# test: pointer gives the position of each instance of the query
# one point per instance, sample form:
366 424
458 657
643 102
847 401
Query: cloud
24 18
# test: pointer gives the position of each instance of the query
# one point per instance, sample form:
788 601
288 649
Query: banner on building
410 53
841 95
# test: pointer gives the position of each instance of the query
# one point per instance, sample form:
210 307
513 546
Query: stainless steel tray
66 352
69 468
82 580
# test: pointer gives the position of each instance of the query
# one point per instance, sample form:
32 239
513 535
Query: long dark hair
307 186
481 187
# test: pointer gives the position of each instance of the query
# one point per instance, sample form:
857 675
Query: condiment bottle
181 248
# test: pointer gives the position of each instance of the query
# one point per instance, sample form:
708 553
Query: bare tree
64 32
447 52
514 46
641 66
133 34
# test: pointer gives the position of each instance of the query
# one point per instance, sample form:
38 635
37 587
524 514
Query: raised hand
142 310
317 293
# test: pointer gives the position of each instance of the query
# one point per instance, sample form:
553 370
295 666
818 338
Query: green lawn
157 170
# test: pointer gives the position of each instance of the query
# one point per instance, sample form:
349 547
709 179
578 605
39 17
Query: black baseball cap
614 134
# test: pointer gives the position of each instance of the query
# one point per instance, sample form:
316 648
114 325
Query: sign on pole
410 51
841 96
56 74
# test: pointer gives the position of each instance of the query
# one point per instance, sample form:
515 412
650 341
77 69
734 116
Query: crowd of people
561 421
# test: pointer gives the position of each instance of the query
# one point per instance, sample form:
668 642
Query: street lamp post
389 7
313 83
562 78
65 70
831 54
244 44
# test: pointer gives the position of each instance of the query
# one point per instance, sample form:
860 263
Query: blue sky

---------------

▶ Aim
Copy every line of the records above without changing anything.

▶ Answer
# test: pointer gives the position of each instance of the query
# one point per instance, sample form:
366 424
458 657
643 102
847 401
Query: cloud
24 18
# test: pointer gives the position of each instance of the query
# one point per instance, sample form:
788 601
288 649
Query: banner on building
410 53
841 95
# test: pointer gives the position of each instance of the query
# one point per instance, sample form:
210 307
513 546
Query: stainless steel tray
66 352
69 468
82 580
# test: pointer gives the position of each instance of the query
# one point per instance, sample form:
32 239
513 535
Query: long dark hair
307 186
481 187
# test: pointer gives the position of each instance of the query
# one point per instance, sample form:
857 675
Query: condiment bottle
181 248
# test: pointer gives the position of each instance of the query
# one point per instance, sample form:
708 553
Query: bare tree
64 32
447 52
514 46
641 66
133 34
# test: pointer gives the position of each instance of the query
# one point per instance, sample form:
38 635
37 587
524 514
Query: raised hand
142 310
317 293
# test: pointer gives the position of each instance of the query
# one point per instance, sample form:
553 370
295 666
818 338
Query: green lawn
157 170
# test: pointer gives the position of each instance of the query
# one point per instance, sample form:
349 547
709 179
578 605
39 17
Query: black baseball cap
614 134
# test: pointer gives the position of each instance of the query
# one point per instance, sample form:
316 648
114 325
Query: sign on pole
410 51
841 96
56 74
# test: pointer gives the position of each instance of the query
# one point per instance, sample form:
515 412
650 341
77 69
734 116
Query: crowd of people
561 421
# test: pointer gives the position of each instance of the query
# one point per instance, sample form:
668 642
Query: street lamp post
389 7
313 83
562 78
65 70
831 54
244 44
# test: pointer gives the position of each instance of the query
# one point per instance, sample form:
860 263
Query: blue sky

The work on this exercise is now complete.